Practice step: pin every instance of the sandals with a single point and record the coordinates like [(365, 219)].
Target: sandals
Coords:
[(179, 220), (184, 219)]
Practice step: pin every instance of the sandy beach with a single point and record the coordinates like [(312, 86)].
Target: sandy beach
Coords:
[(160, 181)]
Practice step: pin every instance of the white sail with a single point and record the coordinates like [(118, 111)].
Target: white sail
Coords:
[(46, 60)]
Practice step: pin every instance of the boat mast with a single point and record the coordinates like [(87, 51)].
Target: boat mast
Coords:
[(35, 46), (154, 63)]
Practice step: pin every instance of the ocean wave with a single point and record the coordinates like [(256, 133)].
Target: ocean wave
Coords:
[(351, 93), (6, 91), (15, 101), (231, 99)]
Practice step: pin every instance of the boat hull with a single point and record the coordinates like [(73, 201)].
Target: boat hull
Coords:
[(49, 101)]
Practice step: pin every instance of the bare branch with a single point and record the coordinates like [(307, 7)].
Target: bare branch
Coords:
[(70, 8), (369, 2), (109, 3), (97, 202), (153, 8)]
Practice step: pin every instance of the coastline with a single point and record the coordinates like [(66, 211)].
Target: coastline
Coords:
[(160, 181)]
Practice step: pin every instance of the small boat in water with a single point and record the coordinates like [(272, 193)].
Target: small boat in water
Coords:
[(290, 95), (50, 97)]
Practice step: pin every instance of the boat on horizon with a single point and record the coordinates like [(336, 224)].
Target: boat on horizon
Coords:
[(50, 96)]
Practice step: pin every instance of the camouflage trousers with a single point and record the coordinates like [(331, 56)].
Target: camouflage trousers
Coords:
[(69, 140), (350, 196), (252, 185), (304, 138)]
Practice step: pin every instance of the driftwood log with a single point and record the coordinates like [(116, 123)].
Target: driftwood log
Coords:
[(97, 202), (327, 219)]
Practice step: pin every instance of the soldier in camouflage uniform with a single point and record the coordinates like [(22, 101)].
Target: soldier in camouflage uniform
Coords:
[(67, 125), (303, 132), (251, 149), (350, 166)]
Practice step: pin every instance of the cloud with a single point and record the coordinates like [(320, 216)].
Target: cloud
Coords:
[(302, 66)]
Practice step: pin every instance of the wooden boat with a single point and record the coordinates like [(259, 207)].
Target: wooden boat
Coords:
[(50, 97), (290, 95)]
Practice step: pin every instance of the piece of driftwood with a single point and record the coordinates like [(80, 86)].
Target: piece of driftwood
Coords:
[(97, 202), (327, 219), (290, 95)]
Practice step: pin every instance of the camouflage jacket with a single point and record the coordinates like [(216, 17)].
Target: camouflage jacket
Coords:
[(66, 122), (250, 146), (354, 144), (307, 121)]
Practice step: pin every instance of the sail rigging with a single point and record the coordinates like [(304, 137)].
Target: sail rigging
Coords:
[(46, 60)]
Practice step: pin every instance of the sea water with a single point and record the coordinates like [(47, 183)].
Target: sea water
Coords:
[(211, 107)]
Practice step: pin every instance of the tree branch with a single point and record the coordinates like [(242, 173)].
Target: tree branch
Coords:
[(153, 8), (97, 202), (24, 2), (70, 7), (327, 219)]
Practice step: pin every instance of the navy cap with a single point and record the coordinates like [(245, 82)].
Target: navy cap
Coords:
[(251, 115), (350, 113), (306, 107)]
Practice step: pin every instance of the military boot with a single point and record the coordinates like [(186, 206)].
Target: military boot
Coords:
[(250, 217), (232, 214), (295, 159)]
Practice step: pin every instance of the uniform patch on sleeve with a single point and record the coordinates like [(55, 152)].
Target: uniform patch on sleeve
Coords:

WHAT THE TASK ASKS
Retype the whole of the listing. Nothing may be altered or omitted.

SOLUTION FOR THIS PROBLEM
Practice step: pin every instance of the sandals with a single point and record the coordinates like [(365, 219)].
Target: sandals
Coords:
[(179, 220), (184, 219)]
Practice step: pin every instance of the sandy beach with a single point and record the coordinates like [(312, 86)].
Target: sandy beach
Coords:
[(160, 181)]
Practice step: pin every instance of the white sail with a single point and record the coordinates like [(118, 111)].
Target: white sail
Coords:
[(46, 60)]
Practice step: pin every instance of the boat mast with a single point and record the coordinates like [(87, 51)].
Target: boat mast
Coords:
[(35, 46), (154, 63)]
Practice step: pin every instance of the ocean wave with a single point and record the coordinates like [(256, 133)].
Target: ocean wave
Coords:
[(351, 93), (6, 91), (15, 101), (231, 99)]
Practice step: pin every instance of the boat hull with a single point and record the coordinates like [(73, 201)].
Target: boat hull
Coords:
[(49, 101)]
Practice step: pin every instance of the bare branch with a single point and record the coordinates like [(307, 7)].
Target: bare branch
Coords:
[(70, 8), (369, 2), (109, 3), (97, 202), (153, 8)]
Practice step: pin every instance of the coastline with a single point and record the coordinates like [(66, 211)].
Target: coastline
Coords:
[(160, 181)]
Practice step: pin every instance of the small boat in water with a single point and record the coordinates like [(272, 193)].
Target: small boat in water
Coords:
[(290, 95), (50, 97)]
Practice step: pin every instance of the boat on horizon with a single point and record the coordinates like [(336, 224)].
Target: boat on horizon
Coords:
[(50, 96)]
Practice step: pin every instance of the camouflage trousers with a single point and record the coordinates like [(331, 56)].
Target: camouflage trousers
Coords:
[(69, 140), (350, 196), (252, 185), (304, 138)]
Practice step: pin every instance of the driftwood log with a single point and record the coordinates like [(116, 123)].
Target: driftwood log
Coords:
[(97, 202), (327, 219)]
Practice step: pin every instance of the soldier in camouflage uniform with a single point and record the coordinates like [(22, 101)].
Target: soldier in camouflage uniform
Coords:
[(67, 125), (303, 132), (251, 149), (350, 166)]
Practice step: pin every instance of the cloud with a single point and record the coordinates like [(320, 216)].
Target: cloud
Coords:
[(302, 66)]
Practice step: pin every instance of the wooden boat with a single point and record the coordinates like [(259, 207)].
Target: wooden boat
Coords:
[(50, 97), (290, 95)]
Practice step: pin every instance of the piece of driftwood with a single point and record the coordinates like [(80, 86)].
Target: piece of driftwood
Coords:
[(97, 202), (327, 219), (290, 95)]
Practice step: pin every instance of the camouflage jacket with a single point and record the coordinates like [(216, 17)].
Target: camouflage jacket
Coords:
[(66, 122), (250, 146), (354, 144), (307, 121)]
Practice step: pin every instance of the sail rigging with a single point and record the coordinates like [(304, 137)].
Target: sail rigging
Coords:
[(46, 60)]
Practice step: pin every instance of the sea water with a single point and record the coordinates like [(47, 183)].
Target: sea water
Coords:
[(211, 107)]
Practice step: pin every instance of the tree branch with a single point and record the coordinates like [(242, 173)].
Target: tree branch
Coords:
[(153, 8), (97, 202), (24, 2), (70, 7), (327, 219)]
Practice step: pin every instance of the navy cap with a single point and record the coordinates like [(245, 82)].
Target: navy cap
Coords:
[(251, 115), (350, 113), (306, 107)]
Practice step: pin every instance of the military boot with a single point and record the coordinates like [(186, 206)].
Target: military boot
Coords:
[(250, 217), (232, 214), (295, 159)]
Practice step: pin every instance of the uniform patch on sleeve with a single point and record the coordinates like [(55, 152)].
Target: uniform patch on sleeve
Coords:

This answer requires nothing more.